§ Available records

|---|

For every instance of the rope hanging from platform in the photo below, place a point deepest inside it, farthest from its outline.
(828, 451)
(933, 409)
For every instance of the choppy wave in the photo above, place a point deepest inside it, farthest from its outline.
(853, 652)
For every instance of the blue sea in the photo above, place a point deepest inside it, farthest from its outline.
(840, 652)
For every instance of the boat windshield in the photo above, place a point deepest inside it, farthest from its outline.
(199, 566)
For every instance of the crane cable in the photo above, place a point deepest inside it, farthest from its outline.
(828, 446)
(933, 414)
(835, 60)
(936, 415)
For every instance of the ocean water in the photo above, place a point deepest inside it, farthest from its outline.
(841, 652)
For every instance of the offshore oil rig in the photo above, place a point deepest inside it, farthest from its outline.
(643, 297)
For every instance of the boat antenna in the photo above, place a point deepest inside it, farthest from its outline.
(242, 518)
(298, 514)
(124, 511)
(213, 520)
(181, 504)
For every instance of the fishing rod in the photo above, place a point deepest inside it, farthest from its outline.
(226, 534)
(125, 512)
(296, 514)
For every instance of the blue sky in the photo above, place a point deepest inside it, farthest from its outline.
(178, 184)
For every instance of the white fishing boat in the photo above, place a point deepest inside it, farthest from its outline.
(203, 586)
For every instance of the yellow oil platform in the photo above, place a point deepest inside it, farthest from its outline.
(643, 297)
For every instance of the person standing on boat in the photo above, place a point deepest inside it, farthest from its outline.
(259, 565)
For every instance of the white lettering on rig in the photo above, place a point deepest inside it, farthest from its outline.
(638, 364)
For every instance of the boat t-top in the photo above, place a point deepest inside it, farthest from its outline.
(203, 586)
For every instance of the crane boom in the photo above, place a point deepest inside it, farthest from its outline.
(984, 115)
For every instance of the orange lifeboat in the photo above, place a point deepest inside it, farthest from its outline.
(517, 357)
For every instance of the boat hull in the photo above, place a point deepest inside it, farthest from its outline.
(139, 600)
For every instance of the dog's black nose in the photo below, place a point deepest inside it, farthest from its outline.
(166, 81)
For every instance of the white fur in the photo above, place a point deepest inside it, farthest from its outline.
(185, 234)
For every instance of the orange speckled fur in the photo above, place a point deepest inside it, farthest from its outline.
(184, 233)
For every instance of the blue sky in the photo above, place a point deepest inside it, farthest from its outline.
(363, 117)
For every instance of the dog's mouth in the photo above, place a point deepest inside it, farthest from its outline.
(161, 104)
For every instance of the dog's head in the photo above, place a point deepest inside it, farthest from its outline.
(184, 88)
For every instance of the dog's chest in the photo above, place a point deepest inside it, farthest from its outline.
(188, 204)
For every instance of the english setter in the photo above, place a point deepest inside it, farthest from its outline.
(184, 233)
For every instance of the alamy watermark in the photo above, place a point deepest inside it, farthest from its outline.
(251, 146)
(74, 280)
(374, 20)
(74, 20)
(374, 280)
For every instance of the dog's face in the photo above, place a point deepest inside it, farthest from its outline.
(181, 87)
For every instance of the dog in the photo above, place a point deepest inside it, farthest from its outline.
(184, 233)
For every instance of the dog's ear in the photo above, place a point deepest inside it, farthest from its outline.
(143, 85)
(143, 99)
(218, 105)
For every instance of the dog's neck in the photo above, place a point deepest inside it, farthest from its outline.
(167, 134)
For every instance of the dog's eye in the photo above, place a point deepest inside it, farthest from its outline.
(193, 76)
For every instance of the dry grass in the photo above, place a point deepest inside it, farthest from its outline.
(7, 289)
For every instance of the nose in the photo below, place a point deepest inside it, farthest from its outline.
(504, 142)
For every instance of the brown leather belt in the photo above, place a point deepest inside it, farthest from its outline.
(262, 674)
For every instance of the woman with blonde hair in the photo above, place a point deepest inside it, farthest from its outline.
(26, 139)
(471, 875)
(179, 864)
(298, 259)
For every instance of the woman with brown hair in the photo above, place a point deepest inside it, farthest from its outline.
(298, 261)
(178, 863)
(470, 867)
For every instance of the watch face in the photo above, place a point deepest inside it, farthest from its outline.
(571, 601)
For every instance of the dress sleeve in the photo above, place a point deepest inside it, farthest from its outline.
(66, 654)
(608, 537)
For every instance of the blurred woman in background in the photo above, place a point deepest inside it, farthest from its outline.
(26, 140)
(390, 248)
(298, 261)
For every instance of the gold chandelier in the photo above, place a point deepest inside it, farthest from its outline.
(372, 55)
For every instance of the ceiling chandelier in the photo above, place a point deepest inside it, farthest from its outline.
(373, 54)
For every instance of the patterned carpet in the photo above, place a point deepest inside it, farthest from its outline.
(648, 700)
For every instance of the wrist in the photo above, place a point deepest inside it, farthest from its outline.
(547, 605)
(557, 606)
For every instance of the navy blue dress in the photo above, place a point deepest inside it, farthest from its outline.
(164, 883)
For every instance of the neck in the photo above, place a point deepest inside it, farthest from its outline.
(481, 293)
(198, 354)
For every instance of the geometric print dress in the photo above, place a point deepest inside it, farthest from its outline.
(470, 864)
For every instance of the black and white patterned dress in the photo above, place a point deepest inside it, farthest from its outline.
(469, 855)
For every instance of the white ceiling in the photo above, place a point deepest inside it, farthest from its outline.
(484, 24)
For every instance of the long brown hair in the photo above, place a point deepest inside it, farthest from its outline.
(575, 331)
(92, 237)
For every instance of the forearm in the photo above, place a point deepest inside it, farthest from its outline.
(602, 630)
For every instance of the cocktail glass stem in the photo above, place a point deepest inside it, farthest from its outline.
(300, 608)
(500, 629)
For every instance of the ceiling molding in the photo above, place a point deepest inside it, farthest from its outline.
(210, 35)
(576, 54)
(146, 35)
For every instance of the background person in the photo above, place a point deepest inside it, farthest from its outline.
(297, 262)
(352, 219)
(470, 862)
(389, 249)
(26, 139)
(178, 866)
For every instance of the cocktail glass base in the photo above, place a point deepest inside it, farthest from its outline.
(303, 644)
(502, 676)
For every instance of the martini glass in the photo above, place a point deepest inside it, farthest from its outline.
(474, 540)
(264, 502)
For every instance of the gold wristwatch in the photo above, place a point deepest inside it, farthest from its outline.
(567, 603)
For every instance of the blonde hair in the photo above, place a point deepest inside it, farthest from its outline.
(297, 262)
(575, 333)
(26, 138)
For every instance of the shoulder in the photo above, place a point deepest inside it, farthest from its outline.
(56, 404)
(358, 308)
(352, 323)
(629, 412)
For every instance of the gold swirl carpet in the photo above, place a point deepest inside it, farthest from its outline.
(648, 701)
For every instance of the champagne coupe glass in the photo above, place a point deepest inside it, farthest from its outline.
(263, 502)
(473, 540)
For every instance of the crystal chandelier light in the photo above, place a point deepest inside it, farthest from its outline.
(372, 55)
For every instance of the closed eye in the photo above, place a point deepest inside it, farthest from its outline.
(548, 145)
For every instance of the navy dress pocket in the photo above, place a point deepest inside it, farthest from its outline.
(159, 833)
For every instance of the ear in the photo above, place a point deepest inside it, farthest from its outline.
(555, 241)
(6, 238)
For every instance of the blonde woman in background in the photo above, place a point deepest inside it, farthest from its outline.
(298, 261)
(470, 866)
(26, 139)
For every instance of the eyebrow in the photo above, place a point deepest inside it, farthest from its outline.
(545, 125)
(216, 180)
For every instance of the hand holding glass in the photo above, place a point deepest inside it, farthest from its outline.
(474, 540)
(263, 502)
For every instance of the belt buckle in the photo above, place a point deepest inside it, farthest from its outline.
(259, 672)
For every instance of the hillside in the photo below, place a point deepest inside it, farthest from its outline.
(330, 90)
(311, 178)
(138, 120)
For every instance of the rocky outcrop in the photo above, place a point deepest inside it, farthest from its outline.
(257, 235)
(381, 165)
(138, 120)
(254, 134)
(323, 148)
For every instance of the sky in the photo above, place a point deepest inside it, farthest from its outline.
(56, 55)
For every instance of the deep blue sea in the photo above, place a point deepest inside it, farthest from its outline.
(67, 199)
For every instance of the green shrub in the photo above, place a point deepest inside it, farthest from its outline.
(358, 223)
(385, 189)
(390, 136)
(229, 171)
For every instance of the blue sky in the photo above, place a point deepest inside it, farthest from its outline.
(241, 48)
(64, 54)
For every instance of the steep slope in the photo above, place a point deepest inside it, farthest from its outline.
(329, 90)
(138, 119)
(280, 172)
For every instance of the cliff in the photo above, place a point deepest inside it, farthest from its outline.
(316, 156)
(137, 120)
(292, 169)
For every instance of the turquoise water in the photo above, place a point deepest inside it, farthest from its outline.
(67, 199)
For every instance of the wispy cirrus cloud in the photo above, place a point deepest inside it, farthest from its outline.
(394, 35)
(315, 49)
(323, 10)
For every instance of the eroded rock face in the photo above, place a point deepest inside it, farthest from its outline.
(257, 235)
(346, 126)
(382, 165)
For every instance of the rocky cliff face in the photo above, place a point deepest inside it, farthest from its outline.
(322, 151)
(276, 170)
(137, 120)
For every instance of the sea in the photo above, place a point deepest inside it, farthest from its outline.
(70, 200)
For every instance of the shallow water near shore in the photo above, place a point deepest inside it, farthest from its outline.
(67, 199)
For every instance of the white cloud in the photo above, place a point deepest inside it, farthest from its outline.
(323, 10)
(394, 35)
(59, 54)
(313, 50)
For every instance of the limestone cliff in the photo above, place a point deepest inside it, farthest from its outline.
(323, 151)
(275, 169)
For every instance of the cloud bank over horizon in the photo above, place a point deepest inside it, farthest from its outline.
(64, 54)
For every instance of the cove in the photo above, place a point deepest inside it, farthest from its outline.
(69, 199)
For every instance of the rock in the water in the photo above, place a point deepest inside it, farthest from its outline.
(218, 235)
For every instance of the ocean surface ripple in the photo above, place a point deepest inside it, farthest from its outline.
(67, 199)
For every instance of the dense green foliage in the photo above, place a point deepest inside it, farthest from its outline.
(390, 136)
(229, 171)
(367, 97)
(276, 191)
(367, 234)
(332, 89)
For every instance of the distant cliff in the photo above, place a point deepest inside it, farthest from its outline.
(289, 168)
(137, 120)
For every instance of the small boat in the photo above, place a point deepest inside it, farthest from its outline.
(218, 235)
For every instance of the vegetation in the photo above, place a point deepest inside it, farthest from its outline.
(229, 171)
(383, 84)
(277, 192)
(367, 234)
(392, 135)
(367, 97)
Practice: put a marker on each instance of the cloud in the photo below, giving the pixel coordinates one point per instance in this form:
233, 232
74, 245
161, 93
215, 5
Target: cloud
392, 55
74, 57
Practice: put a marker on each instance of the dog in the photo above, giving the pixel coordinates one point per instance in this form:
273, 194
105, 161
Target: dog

|---|

Write out, word for word, every line from the one containing "For every instance of the distant" through the last line of the records above.

For every instance of the distant cliff in the photo above, place a point deepest inside it, farthest from its outline.
(289, 168)
(137, 120)
For every instance of the small boat in the photo above, place a point deepest inside it, farthest from its outline.
(218, 235)
For every instance of the vegetation in the photo above, place a point deepest inside it, farthest from its outline.
(229, 171)
(383, 84)
(277, 192)
(367, 234)
(392, 135)
(367, 97)
Practice: put a marker on each instance of the cloud in the photo below, giving the pixel coordinates one point per instance in this form:
233, 232
74, 245
161, 93
215, 5
Target: cloud
392, 55
74, 57
Practice: put a marker on each instance of the dog in the photo above, giving the pixel coordinates one point per instance in this form:
273, 194
105, 161
Target: dog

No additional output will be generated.